Text provided:
━━━━━━━━
As early evening approached, the shipwrecked captain and crew continued to drift to the northwest. The young Virginian, Tim, captained the dory that towed the four rafted vessels. To get a heading for Acklins Island, they plugged in a Loran C, which uses radio waves to triangulate a position. Once they had a heading, Tim began to tow the rafts at idle speed towards this destination 45 miles away. As night approached, they ate peanut butter sandwiches and drank some of the warm Old Milwaukee beer. It had been a long day. The seas had a light chop but the exhausted crew slept like the dead as they drifted along through the night.
The next morning Tim awoke to discover he had slept so soundly he did not realize he had draped his legs over the battery terminals. Unfortunately, the acid burnt his legs. It was a bit uncomfortable but there was nothing he could do about it. The young Virginian continued navigating towards Acklins at idle speed with the rafts strung behind him, one behind the other.
To pass the time, and in hopes of something more substantial than peanut butter to eat, Tim rigged a rod with a fake squid and managed to hook a 50-60 lb yellowfin tuna. This created a lot of excitement, but the fish proved to be more than they were equipped to handle. Without a gaff, they didn’t have much hope of bringing it onboard the dory. In desperation, they attempted to use a grappling anchor to land the tuna, but this spooked the fish, and they lost it.
━━━━━━━━
Problems and tasks:
**1.** In the shipwreck account, what lure did Tim rig on the rod that hooked the yellowfin tuna?
**2.** Please write the next part of the shipwreck account, picking up after its last sentence.
━━━━━━━━
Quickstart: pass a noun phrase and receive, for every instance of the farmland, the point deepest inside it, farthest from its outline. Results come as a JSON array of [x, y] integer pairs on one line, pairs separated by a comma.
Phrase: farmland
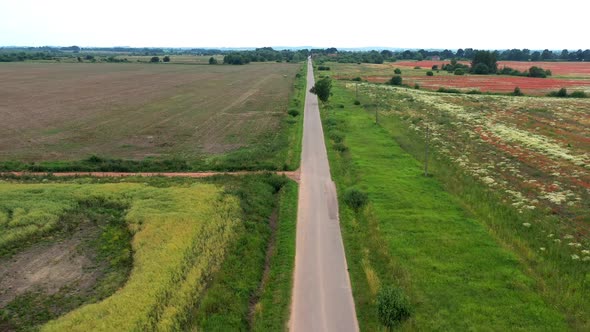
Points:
[[53, 112], [572, 76], [509, 182], [184, 238]]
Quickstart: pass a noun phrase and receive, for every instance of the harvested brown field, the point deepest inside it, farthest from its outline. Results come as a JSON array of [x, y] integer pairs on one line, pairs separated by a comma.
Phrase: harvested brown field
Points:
[[53, 111]]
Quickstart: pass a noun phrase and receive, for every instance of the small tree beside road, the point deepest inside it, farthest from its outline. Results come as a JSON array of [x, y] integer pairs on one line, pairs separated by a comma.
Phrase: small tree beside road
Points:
[[322, 89]]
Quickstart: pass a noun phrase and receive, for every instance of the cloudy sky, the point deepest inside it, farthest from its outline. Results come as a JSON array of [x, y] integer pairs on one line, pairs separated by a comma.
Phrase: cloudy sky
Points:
[[323, 23]]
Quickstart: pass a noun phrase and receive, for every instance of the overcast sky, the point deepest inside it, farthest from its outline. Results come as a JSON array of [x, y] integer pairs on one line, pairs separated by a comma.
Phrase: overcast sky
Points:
[[323, 23]]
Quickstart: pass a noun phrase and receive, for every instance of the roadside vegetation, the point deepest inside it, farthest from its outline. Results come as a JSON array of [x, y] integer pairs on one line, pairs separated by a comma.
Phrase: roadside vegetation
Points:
[[465, 256]]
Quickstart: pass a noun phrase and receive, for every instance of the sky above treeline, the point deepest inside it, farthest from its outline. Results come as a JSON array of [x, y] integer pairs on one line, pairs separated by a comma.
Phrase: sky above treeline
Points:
[[499, 24]]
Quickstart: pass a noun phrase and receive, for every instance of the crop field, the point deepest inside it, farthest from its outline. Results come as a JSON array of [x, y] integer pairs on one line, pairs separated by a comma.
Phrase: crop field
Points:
[[519, 167], [574, 76], [67, 112], [140, 254]]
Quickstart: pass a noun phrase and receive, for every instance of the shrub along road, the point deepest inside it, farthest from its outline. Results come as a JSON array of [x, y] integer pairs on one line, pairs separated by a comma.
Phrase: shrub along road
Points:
[[322, 296]]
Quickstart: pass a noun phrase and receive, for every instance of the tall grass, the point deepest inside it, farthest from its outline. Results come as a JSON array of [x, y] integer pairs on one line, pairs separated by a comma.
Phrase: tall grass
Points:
[[181, 236]]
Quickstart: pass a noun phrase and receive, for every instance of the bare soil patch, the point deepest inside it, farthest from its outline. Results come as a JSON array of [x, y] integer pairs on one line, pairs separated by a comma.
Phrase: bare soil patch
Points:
[[47, 268]]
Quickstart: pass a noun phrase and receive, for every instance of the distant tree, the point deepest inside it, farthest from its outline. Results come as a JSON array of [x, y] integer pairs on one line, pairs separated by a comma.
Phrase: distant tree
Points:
[[547, 55], [322, 89], [565, 54], [484, 62], [392, 307], [395, 80], [480, 69]]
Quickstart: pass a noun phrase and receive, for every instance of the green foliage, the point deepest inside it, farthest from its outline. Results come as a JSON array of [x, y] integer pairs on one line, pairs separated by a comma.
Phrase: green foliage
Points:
[[395, 80], [484, 62], [397, 238], [392, 307], [355, 198], [322, 89], [481, 69], [538, 72]]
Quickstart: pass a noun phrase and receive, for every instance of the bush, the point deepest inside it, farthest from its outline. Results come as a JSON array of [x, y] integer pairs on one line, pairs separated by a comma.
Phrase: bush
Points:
[[337, 136], [392, 307], [340, 147], [395, 80], [517, 92], [579, 94], [355, 198], [445, 90]]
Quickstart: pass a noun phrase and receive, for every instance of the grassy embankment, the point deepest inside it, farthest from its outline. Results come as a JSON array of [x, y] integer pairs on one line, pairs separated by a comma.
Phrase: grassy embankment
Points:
[[416, 235], [197, 248], [249, 129]]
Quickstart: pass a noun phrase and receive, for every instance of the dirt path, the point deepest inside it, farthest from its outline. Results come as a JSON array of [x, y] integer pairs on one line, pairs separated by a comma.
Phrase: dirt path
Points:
[[295, 175], [322, 296]]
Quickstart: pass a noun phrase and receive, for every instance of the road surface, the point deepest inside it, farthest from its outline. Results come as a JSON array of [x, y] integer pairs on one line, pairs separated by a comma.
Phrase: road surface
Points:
[[322, 297]]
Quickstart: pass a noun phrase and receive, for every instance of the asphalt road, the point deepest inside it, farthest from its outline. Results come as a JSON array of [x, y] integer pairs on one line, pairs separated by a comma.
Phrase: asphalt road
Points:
[[322, 297]]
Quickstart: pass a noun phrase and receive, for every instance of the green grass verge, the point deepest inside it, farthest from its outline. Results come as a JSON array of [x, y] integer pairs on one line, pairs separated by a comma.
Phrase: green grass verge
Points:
[[233, 296], [109, 242], [417, 236], [273, 309]]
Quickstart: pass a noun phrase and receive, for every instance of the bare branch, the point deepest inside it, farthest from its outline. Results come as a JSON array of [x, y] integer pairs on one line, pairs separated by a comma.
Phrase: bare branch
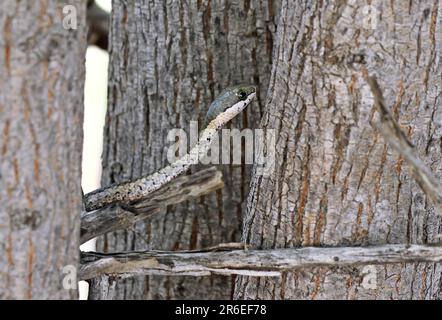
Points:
[[249, 262], [181, 189], [393, 134]]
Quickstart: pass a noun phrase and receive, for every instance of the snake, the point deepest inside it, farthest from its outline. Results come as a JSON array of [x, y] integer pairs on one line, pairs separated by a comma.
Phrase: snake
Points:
[[228, 104]]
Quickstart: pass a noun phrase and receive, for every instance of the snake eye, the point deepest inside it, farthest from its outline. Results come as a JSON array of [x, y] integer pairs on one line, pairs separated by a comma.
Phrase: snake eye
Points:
[[242, 95]]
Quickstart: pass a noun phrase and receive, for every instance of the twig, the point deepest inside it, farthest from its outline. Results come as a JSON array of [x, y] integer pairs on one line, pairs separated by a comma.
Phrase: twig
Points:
[[249, 262], [98, 22], [181, 189], [393, 134]]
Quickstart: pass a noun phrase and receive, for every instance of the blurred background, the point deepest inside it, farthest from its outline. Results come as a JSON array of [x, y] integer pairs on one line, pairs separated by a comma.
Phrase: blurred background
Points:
[[95, 100]]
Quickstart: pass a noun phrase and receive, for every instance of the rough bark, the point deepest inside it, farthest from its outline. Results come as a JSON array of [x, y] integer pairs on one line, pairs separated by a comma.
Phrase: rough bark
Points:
[[41, 120], [255, 263], [337, 182], [168, 60], [99, 222]]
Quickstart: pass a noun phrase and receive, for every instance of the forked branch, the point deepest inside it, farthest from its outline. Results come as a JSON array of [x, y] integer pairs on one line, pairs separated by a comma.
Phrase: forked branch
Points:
[[113, 218], [396, 138]]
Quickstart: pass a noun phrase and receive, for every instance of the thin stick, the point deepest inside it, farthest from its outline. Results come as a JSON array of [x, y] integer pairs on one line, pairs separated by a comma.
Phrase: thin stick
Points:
[[249, 262]]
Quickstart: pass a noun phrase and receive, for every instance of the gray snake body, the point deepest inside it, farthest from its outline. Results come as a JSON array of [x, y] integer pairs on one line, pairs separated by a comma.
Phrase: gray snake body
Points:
[[225, 107]]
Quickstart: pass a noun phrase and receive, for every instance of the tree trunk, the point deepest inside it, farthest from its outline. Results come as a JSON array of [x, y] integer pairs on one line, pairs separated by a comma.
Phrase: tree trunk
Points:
[[336, 181], [41, 119], [168, 61]]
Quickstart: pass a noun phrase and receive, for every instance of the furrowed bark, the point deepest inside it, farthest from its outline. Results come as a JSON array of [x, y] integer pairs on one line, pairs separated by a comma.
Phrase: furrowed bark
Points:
[[168, 61], [393, 134], [41, 136], [97, 223], [255, 263]]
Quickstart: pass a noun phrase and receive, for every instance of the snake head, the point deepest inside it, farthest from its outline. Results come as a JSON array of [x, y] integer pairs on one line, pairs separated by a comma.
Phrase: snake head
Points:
[[228, 104]]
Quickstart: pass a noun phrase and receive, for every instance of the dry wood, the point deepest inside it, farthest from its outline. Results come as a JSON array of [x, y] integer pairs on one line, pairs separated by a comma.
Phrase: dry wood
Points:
[[249, 262], [179, 190]]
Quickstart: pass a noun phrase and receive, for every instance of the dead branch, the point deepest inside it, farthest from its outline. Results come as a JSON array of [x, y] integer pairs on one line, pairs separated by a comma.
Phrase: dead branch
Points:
[[249, 262], [396, 138], [113, 218]]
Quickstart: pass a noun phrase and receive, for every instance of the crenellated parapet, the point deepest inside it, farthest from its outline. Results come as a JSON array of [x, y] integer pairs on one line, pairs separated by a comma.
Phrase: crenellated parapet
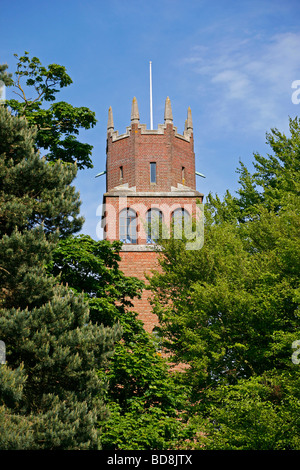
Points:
[[161, 128]]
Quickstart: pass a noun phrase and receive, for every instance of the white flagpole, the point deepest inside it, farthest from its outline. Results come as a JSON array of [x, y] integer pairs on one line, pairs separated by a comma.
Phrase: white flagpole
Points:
[[151, 112]]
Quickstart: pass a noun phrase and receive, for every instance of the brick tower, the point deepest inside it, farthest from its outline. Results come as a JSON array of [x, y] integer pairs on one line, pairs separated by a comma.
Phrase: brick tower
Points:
[[150, 182]]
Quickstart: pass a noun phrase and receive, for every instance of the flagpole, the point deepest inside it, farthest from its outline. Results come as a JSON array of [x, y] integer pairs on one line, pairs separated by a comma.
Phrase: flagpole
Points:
[[151, 111]]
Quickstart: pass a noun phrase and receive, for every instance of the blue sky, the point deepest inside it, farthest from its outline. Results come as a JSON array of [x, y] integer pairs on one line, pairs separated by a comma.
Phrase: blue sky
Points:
[[232, 62]]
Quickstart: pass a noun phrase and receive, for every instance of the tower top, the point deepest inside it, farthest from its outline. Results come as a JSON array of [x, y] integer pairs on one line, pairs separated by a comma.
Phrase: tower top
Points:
[[135, 117], [168, 112], [110, 121], [161, 129]]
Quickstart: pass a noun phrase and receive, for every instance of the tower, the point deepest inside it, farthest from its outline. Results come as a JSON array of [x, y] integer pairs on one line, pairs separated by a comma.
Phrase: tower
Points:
[[150, 183]]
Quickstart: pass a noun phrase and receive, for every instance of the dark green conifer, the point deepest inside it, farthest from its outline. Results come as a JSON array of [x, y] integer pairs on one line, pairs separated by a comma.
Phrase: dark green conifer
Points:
[[50, 393]]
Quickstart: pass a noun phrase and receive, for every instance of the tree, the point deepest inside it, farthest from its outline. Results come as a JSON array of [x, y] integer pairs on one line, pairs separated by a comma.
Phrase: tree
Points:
[[230, 311], [51, 396], [144, 400], [58, 125]]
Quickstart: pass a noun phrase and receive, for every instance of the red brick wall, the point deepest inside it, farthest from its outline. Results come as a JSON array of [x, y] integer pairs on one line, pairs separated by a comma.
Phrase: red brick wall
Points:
[[137, 264], [135, 152], [141, 205]]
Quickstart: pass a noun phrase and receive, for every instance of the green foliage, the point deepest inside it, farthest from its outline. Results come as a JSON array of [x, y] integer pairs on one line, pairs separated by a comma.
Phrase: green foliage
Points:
[[261, 413], [59, 124], [33, 193], [145, 402], [231, 310], [51, 396]]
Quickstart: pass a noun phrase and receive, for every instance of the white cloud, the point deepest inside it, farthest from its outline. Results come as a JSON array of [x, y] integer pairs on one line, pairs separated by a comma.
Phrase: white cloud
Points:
[[249, 78]]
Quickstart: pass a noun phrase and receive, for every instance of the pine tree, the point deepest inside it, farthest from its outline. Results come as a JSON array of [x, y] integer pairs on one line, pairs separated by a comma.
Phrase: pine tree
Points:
[[50, 393]]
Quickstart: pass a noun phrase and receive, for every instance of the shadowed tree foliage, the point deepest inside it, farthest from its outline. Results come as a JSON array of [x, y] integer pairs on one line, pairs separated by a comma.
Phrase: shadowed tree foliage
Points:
[[58, 123], [51, 396]]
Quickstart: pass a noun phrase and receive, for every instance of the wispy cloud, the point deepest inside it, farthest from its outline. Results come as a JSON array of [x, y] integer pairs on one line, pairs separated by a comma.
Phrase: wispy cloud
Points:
[[251, 77]]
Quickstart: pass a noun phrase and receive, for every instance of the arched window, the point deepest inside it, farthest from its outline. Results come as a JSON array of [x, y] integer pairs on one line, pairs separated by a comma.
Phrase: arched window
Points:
[[181, 222], [154, 225], [128, 226]]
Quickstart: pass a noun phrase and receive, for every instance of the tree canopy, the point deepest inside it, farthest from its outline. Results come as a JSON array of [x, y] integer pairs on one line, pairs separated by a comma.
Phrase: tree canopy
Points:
[[58, 123], [230, 311]]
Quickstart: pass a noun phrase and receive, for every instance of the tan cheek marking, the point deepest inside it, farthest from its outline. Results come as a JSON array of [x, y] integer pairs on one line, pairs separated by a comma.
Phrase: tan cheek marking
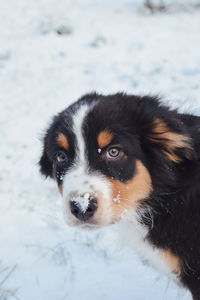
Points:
[[171, 260], [60, 188], [128, 195], [62, 141], [171, 140], [104, 138]]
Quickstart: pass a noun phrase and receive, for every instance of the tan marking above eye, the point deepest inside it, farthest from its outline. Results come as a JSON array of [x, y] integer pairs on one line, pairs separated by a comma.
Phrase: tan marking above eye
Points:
[[171, 260], [130, 194], [62, 141], [104, 138], [170, 140]]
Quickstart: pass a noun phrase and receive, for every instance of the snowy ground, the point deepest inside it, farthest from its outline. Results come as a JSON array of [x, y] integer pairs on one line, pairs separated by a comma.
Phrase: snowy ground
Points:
[[107, 46]]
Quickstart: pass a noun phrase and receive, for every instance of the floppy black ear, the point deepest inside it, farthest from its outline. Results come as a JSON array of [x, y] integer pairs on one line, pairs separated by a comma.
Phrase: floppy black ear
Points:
[[45, 163]]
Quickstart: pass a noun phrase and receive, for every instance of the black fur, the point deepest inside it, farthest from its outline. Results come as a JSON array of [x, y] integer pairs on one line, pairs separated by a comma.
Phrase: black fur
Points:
[[175, 200]]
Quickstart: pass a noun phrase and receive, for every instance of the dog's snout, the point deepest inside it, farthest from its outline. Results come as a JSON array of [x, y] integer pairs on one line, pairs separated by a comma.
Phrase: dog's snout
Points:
[[84, 207]]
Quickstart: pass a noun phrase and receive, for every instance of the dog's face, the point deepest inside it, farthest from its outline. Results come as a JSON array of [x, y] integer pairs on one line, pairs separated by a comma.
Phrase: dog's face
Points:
[[97, 152]]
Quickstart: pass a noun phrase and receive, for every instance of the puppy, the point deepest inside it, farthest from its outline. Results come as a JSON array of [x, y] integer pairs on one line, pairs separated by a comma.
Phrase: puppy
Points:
[[132, 160]]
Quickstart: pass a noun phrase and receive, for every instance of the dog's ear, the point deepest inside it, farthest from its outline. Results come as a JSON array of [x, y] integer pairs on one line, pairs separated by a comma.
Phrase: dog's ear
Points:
[[45, 164], [174, 143]]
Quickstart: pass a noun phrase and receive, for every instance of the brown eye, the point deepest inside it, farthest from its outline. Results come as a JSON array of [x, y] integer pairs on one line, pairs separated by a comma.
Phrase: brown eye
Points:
[[61, 157], [114, 153]]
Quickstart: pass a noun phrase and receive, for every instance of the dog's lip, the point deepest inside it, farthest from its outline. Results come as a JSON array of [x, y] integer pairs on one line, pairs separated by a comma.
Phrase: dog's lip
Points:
[[88, 226]]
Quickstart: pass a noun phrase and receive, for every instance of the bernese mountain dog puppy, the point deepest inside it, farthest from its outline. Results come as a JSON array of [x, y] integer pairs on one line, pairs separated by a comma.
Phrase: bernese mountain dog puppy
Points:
[[131, 160]]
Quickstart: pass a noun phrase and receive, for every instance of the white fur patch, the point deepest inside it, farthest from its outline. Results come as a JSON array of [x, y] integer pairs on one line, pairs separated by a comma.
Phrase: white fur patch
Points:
[[78, 181], [82, 202]]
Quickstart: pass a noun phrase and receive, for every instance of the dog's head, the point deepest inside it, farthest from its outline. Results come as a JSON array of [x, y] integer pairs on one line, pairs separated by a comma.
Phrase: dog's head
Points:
[[109, 153]]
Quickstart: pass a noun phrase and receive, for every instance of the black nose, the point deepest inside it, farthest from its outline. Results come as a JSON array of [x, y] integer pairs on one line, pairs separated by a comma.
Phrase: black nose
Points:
[[83, 213]]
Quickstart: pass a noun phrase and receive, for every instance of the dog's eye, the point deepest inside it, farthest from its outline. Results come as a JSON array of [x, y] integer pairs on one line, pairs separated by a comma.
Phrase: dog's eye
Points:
[[61, 157], [114, 153]]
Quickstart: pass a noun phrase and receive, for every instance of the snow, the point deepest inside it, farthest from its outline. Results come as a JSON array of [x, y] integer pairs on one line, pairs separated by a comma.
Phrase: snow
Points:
[[50, 54]]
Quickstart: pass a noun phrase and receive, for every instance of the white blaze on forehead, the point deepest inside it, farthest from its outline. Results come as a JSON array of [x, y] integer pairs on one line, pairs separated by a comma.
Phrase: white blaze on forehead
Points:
[[78, 181], [78, 120]]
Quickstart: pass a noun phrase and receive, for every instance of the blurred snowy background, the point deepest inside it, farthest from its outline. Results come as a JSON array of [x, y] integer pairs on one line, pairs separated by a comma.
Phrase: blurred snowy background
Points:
[[51, 52]]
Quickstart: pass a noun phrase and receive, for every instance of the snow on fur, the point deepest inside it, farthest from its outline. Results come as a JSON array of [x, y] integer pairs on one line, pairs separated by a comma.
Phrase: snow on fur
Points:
[[50, 55]]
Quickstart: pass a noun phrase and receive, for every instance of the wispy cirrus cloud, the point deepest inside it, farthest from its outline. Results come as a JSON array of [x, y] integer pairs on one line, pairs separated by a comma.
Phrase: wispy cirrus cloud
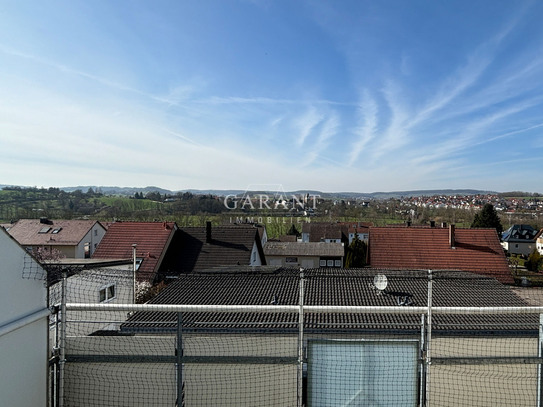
━━━━━━━━
Answers to the exercise:
**1.** A fake squid.

**2.**
Throughout the day the crew used the binoculars to scan the horizon in search of a ship. Several times they thought they spotted one, but there was no response to their radio calls. And then they would realize it was just another cloud on the horizon. The weather looked decent, but they had no idea if current conditions would hold, or if they would find themselves in a storm and become separated.
Around 4:00-5:00 p.m. they sighted land. They now no longer needed the Loran. Tim idled towards the island off in the distance. Through the binoculars the coastline looked to be a white sand beach, ideal for landing their rafted boats. Night fell, and as they approached in the pitch darkness they could hear the waves crashing on the beach. The sea portion of the voyage was nearly over.
Back in Miami on that same Sunday night, Walter’s mother, Joann, returned home from church and went to bed. Sometime after 11:00 p.m. she was awakened with a strange urgency to pray for her son Walter. She felt very strongly that her son was in trouble and that she was supposed to pray for him. The feeling would not relent so she got out of bed and on her knees and asked God repeatedly to protect her son from whatever was endangering him. After midnight she felt the danger had passed and so she got back in bed and went to sleep.
The remote island was not lit at night, but the moon was waxing and 72.76% full, so there was some light. At 11:30 p.m. the boats and rafts landed on Acklins Island. The weary shipwrecked captain and crew piled out and pulled the rafts and boats as far up on the beach as they could. It had been a long, stressful two days. Walter quickly fell asleep in his raft.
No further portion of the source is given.